Also das Setting ist schon sehr interessant, so was liest man hier nicht so oft. Post-Kommunismus Russland, wo Religion wiederkommt, aber auch "Satanisten," und man könnte meinen, dass die Leute jetzt erst recht denken: alles aus Amerika ist schlecht. Das passt auch zur Margos Grundstimmung, diese Nostaligie, sie ist einsam und redet häufig von früher und lebt bisschen in der Vergangenheit. Ich finde das alles sehr gut gemacht.

Zum Ende: Ich fand es echt super, weil das mich überrascht hat, aber eigentlich logisch ist. Man sieht die ganze Zeit, wie schlecht es Margo geht, sie ist einsam, sie arbeitet in "Ukraine", ihre Tochter ist so ziemlich alles was sie hat, aber man ist halt wie Margo auf die Tocher fixiert, man macht sich um die Tochter Sorgen, und dann ist es aber umgekehrt, dann wird Margo zum Schluß von Satan verführt. Die Kinder spielen nur, die Selbstmordszene wirkt dann im Nachhinein wie selbstinszeniert, aber "Satan" arbeitet die ganze Zeit, auch an Margo, und zum Schluß ist es tatsächlich die Mutter und eben nicht die Tochetr, die sich von Satan verführen lässt und mit ihm in die Hölle fährt. Das ist schon ein ziemlich trauriges Ende, aber auch ein folgerichtiges und ein gutes.

Also ich habs echt sehr gern gelesen, dieses Russlandzeug, die Nostalgie, das Setting, all das mit Satanisten gemischt und dann deine trockene, bissige Art – das ist schon hochinteressant, ich mag das wirklich. :)

MfG,

JuJu

 
Zuletzt bearbeitet:

Hi Schenja,
ich mochte das auch wieder total gerne. Ich les zur Zeit Kaminers Onkel Wanja und hab mich sehr gefreut, als du auch mit der Tatsache gespielt hast, dass die Religion in ihren unterschiedlichen Facetten die vormaligen Ideologien ersetzt. Und das, gekoppelt mit deinem trockenen, lakonischen Humor, das fetzt bei mir. Ich muss nicht lachen, du weißt schon, so mit gehaltenem Bauch, aber meine Mundwinkel krieg ich auch nicht mehr zusammen. Und das, obwohl (vielleicht sogar weil) man ja zwischen all diesen ironischen Gegenüberstellungen ganz genau mitkriegt, dass es Margo gar nicht gut geht und dass sie nichts als Sascha auf der Welt hat.

Arbeitsaufträge:
1 > In welchem Setting spielt die besprochene Geschichte laut dem Textauszug?
2 > Gib aus der Liste die Zeilen von der Zeile mit „the basketball in“ bis einschließlich der Zeile mit „369], [896, 326]]“ unverändert aus.
Der Textauszug und die Liste haben inhaltlich nichts miteinander zu tun.

Datenzeilen zum Zeigen auf Objekte:
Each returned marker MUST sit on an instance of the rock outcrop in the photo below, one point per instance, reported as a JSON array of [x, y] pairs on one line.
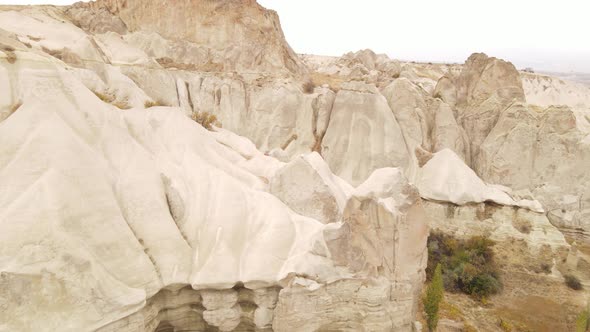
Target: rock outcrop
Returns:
[[202, 34], [119, 213], [145, 221]]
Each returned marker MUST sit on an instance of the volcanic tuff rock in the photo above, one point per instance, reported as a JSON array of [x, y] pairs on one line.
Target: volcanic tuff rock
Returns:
[[140, 206], [201, 33], [145, 221]]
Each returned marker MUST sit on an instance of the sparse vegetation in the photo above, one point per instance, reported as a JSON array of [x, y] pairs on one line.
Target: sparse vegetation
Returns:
[[308, 86], [58, 54], [9, 51], [434, 296], [468, 266], [573, 282], [206, 120]]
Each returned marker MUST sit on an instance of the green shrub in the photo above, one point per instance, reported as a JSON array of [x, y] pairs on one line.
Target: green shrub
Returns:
[[583, 320], [150, 103], [573, 282], [468, 265], [434, 295]]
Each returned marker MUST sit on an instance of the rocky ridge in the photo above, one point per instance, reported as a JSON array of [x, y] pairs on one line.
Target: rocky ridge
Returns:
[[183, 227]]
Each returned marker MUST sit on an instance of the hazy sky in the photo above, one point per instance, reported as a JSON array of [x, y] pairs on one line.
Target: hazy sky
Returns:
[[543, 34]]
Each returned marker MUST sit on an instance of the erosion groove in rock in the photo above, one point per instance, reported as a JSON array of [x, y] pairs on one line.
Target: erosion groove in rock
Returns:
[[308, 211]]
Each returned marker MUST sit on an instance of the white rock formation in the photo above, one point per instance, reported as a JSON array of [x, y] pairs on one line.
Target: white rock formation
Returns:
[[126, 220], [363, 134], [119, 213]]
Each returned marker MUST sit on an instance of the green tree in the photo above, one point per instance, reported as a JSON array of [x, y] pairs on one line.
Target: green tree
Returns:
[[583, 321], [434, 295]]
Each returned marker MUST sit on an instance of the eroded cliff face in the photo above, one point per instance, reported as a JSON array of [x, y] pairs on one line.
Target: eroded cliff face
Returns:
[[211, 35], [314, 218]]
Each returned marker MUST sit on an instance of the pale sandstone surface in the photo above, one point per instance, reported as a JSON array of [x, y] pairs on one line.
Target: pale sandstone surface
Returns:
[[140, 220]]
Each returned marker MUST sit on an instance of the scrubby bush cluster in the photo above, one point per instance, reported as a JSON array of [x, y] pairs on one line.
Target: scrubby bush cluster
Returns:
[[468, 266], [573, 282], [150, 103]]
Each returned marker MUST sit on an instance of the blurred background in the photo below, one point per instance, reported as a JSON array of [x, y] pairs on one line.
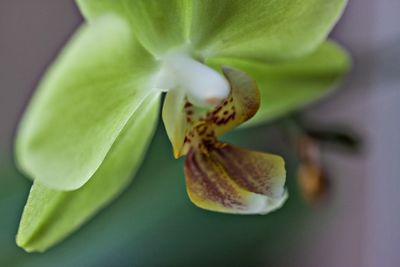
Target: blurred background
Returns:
[[154, 224]]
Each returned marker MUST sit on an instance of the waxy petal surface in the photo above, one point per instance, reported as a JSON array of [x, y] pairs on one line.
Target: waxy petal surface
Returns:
[[51, 215], [263, 30], [83, 103], [287, 86], [158, 25]]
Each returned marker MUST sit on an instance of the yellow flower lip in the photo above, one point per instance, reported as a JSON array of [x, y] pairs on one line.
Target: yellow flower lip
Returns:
[[219, 176]]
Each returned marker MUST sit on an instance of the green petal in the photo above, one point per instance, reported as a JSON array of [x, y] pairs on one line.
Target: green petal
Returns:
[[174, 118], [159, 25], [288, 86], [50, 215], [262, 29], [83, 103]]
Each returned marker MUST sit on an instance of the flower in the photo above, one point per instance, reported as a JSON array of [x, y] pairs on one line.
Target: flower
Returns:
[[87, 128]]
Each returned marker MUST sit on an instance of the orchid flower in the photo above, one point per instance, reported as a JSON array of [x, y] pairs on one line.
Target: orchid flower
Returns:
[[91, 120]]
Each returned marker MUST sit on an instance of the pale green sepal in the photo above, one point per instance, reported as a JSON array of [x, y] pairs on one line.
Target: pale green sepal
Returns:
[[83, 103], [265, 30], [285, 87], [51, 215], [158, 25]]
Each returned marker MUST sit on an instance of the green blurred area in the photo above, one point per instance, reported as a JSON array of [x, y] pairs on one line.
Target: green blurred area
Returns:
[[154, 224]]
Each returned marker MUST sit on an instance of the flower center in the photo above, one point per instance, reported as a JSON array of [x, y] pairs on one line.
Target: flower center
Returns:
[[203, 86]]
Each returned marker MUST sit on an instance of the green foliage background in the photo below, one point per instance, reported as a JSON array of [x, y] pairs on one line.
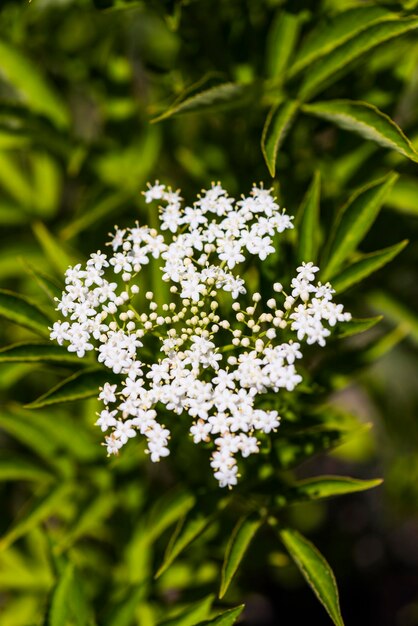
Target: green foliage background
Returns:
[[95, 100]]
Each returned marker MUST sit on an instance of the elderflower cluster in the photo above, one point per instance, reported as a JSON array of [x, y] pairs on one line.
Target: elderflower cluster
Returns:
[[213, 350]]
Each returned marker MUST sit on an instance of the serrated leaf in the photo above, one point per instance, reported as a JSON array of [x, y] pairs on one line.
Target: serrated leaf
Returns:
[[335, 64], [354, 221], [357, 326], [23, 312], [327, 487], [275, 129], [79, 386], [281, 42], [366, 120], [35, 353], [236, 548], [31, 85], [226, 618], [308, 222], [315, 570], [35, 512], [328, 36], [189, 530], [368, 264], [192, 615], [216, 98]]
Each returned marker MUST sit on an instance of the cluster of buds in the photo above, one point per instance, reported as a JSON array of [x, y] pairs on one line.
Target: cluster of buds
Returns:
[[213, 350]]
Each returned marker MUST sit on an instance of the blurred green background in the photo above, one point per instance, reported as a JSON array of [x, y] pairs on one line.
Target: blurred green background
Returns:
[[97, 98]]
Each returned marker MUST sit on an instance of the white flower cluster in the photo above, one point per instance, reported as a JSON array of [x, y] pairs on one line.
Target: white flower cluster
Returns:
[[204, 354]]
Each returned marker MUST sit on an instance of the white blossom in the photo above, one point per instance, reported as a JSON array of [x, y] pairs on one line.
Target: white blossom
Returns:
[[208, 362]]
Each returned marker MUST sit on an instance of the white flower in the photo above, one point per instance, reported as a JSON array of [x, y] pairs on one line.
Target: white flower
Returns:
[[200, 356]]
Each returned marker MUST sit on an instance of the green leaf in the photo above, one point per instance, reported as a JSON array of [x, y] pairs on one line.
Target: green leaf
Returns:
[[236, 548], [357, 326], [395, 311], [189, 530], [327, 487], [31, 85], [192, 615], [366, 120], [308, 222], [14, 181], [19, 469], [366, 265], [36, 512], [46, 283], [79, 386], [68, 605], [59, 259], [35, 353], [46, 184], [333, 65], [275, 129], [328, 36], [315, 570], [354, 221], [226, 618], [23, 312], [281, 42], [216, 98], [294, 449], [96, 212], [92, 518], [166, 511], [404, 196], [28, 434]]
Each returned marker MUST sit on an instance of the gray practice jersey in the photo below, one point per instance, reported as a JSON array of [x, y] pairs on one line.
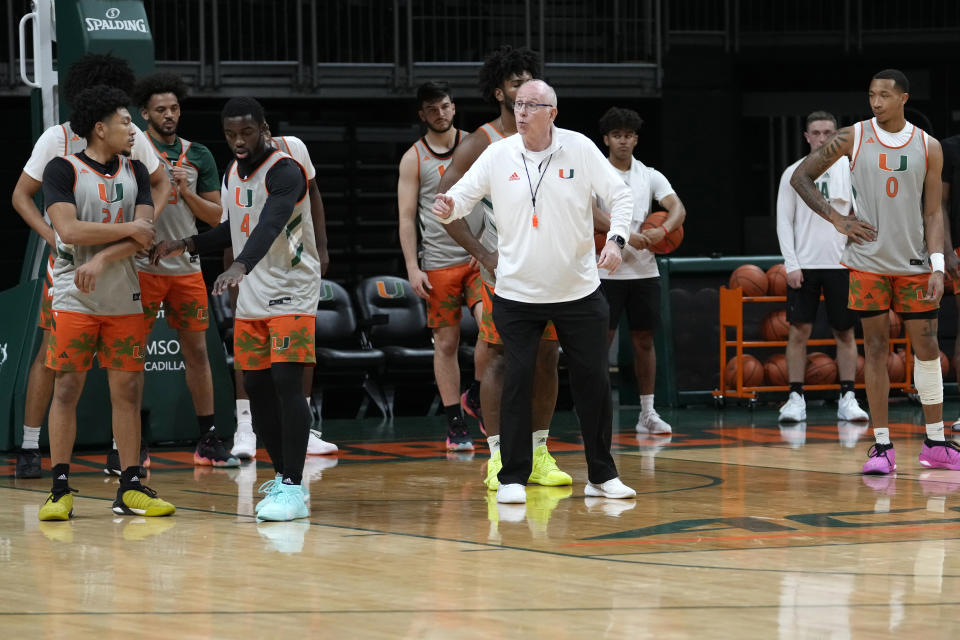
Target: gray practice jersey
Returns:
[[439, 249], [287, 280], [100, 199], [888, 191], [176, 220]]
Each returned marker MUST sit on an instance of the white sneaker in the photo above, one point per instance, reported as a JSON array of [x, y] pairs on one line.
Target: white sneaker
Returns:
[[795, 409], [848, 409], [651, 422], [317, 446], [244, 445], [612, 488], [514, 493]]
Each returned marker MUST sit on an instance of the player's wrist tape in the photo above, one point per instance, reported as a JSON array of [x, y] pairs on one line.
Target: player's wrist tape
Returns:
[[936, 261]]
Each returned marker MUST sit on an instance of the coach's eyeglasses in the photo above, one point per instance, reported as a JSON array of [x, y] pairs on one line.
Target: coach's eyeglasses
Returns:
[[532, 107]]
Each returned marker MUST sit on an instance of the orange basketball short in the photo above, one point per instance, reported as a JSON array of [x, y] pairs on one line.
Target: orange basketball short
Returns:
[[118, 341], [184, 299], [452, 288], [876, 292], [45, 321], [259, 343], [488, 331]]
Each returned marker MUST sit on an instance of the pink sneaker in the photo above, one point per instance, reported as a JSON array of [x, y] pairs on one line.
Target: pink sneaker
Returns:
[[940, 455], [882, 459]]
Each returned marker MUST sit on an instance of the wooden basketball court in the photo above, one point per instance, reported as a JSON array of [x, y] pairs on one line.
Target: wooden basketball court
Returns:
[[739, 530]]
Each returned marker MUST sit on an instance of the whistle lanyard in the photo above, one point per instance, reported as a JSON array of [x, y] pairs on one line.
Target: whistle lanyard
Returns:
[[534, 192]]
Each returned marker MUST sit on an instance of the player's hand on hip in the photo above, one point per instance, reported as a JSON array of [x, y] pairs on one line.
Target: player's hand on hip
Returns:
[[229, 278], [610, 257], [934, 287], [858, 231], [420, 283], [795, 278], [86, 275], [442, 206]]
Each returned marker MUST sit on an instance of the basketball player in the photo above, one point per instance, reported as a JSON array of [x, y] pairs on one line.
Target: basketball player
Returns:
[[951, 230], [503, 73], [176, 282], [897, 263], [244, 440], [99, 203], [265, 193], [447, 280], [811, 249], [62, 140], [635, 286]]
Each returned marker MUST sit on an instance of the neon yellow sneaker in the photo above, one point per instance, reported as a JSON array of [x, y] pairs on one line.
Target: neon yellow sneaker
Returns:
[[142, 501], [545, 470], [57, 507], [493, 468]]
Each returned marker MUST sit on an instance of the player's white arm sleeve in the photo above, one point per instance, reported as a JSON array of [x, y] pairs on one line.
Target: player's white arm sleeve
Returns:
[[471, 188], [786, 213], [612, 190], [660, 186], [49, 145]]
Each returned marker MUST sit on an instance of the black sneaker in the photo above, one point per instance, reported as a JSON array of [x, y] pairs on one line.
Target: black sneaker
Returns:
[[28, 464], [458, 436], [211, 452]]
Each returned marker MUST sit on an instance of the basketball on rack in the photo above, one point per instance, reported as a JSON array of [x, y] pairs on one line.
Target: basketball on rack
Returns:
[[896, 326], [775, 326], [821, 369], [670, 241], [750, 278], [775, 369], [896, 366], [752, 372], [777, 280]]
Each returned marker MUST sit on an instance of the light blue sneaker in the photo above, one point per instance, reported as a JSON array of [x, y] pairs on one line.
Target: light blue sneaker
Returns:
[[285, 503]]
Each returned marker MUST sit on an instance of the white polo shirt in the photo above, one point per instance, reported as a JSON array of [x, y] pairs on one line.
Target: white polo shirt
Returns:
[[546, 255]]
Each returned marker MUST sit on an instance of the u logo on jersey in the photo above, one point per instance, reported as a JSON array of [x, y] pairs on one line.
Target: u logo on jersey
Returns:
[[382, 290], [885, 167], [118, 192], [249, 198]]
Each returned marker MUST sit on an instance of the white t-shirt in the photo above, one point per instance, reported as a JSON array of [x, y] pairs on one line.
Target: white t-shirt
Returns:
[[644, 182], [807, 241], [52, 143], [546, 255]]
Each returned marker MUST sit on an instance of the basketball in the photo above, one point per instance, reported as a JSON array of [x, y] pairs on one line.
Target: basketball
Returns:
[[775, 369], [777, 280], [775, 326], [750, 278], [671, 241], [896, 366], [752, 372], [821, 369], [896, 326]]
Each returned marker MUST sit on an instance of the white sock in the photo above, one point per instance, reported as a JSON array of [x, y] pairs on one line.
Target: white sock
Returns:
[[935, 431], [646, 404], [31, 437], [540, 438], [244, 417]]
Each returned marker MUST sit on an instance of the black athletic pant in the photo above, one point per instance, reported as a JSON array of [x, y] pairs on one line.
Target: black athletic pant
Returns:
[[582, 330], [280, 414]]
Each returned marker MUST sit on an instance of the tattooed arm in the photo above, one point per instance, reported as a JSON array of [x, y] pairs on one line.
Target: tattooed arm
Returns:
[[932, 217], [812, 168]]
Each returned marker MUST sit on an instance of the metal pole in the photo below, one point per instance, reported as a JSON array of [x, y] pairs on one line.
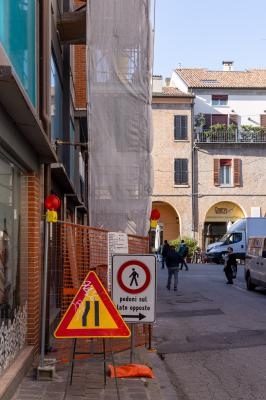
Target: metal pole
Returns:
[[45, 269], [150, 330], [132, 342]]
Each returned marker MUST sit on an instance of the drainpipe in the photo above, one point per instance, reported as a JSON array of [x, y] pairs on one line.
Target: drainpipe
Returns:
[[66, 195], [193, 205], [75, 213], [45, 56]]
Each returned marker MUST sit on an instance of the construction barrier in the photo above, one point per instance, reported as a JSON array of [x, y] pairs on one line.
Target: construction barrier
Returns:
[[74, 250]]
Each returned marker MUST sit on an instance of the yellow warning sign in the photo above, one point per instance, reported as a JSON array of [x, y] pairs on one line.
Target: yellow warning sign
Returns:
[[92, 314]]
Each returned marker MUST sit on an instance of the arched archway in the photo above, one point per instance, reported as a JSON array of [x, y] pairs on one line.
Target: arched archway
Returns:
[[169, 219], [218, 219]]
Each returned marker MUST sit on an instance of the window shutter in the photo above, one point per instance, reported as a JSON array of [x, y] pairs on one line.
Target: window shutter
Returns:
[[233, 119], [237, 172], [184, 127], [207, 121], [180, 127], [177, 127], [181, 171], [263, 120], [216, 172], [219, 97], [185, 171]]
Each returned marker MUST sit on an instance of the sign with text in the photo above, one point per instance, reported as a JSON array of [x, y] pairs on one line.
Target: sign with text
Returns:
[[134, 287], [117, 244]]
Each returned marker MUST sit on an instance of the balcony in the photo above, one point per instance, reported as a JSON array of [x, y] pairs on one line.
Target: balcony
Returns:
[[231, 136]]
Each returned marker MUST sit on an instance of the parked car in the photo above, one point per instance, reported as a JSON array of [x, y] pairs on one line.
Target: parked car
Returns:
[[255, 263], [237, 237]]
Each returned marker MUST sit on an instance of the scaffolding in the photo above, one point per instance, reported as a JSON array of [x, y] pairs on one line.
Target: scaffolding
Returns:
[[120, 40]]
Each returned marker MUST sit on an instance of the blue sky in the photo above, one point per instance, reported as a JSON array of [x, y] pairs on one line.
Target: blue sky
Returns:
[[203, 33]]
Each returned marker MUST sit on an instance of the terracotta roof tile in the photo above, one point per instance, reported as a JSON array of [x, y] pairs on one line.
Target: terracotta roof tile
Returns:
[[201, 78], [168, 91]]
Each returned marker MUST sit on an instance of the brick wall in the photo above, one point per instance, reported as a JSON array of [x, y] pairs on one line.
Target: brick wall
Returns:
[[80, 71], [34, 259]]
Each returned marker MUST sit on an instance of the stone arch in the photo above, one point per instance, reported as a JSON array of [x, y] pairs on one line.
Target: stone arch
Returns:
[[217, 219], [170, 219]]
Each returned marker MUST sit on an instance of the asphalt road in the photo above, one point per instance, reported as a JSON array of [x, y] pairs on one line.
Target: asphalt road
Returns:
[[212, 336]]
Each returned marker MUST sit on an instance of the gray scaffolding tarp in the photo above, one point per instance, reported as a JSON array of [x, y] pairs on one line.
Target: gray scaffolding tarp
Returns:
[[119, 113]]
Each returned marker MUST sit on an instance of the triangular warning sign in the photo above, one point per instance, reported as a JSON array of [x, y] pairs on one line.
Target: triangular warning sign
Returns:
[[92, 314]]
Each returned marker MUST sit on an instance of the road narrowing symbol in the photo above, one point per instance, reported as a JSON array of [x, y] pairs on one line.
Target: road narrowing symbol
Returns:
[[134, 286], [92, 314]]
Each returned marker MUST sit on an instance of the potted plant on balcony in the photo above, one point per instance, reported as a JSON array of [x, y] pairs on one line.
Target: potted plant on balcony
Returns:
[[199, 123], [221, 133], [251, 133]]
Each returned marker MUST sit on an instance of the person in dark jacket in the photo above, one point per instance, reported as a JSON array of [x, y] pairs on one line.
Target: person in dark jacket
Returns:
[[230, 266], [172, 262], [165, 250], [183, 252]]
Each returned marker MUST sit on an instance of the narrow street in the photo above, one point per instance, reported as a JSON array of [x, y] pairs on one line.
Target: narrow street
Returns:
[[212, 336]]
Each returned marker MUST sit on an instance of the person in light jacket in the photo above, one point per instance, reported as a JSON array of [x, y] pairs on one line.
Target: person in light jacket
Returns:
[[230, 266]]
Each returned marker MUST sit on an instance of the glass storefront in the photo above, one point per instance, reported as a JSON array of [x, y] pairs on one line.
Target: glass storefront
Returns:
[[18, 37], [13, 261]]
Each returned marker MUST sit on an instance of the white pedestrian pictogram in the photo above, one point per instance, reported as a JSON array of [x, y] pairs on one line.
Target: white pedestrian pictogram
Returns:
[[134, 276]]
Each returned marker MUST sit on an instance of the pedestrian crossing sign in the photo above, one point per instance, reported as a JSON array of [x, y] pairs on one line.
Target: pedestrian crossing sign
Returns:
[[92, 314]]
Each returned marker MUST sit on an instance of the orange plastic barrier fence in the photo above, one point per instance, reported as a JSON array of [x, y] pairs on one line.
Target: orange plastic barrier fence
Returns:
[[76, 250]]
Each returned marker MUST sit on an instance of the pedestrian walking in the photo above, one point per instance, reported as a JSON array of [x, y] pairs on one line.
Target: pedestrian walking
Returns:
[[230, 266], [172, 262], [165, 250], [183, 252]]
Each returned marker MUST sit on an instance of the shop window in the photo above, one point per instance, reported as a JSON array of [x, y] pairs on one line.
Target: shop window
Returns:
[[12, 221], [180, 127], [18, 37], [56, 103]]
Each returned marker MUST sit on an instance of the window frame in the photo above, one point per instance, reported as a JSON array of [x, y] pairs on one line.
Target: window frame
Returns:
[[178, 128], [220, 100], [183, 173], [224, 174]]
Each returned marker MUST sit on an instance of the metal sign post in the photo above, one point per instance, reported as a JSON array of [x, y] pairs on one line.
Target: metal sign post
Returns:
[[44, 297], [52, 203]]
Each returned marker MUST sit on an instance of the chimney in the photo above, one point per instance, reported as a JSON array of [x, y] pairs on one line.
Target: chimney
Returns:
[[167, 81], [157, 83], [228, 65]]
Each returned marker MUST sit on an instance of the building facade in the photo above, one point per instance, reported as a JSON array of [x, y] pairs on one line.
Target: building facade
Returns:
[[228, 147], [43, 150], [172, 158]]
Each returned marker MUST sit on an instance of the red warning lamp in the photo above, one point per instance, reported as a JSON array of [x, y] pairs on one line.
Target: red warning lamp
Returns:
[[155, 214], [52, 202]]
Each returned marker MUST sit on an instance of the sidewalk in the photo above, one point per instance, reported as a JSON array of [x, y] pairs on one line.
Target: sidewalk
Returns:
[[88, 382]]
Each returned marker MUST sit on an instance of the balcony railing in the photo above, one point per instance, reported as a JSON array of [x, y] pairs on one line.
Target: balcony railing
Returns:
[[225, 136]]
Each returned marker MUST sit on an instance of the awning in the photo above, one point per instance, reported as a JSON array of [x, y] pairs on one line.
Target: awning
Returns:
[[16, 104], [72, 27]]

Lösungen je Aufgabe:
1 > Im postkommunistischen Russland.

2 >
Each returned marker MUST sit on an instance of the basketball in the photo above, one point per instance, reported as a JSON array of [x, y] pairs on one line.
Target: basketball
Returns:
[[775, 369], [777, 280], [775, 326], [750, 278], [671, 241], [896, 366], [752, 372], [821, 369], [896, 326]]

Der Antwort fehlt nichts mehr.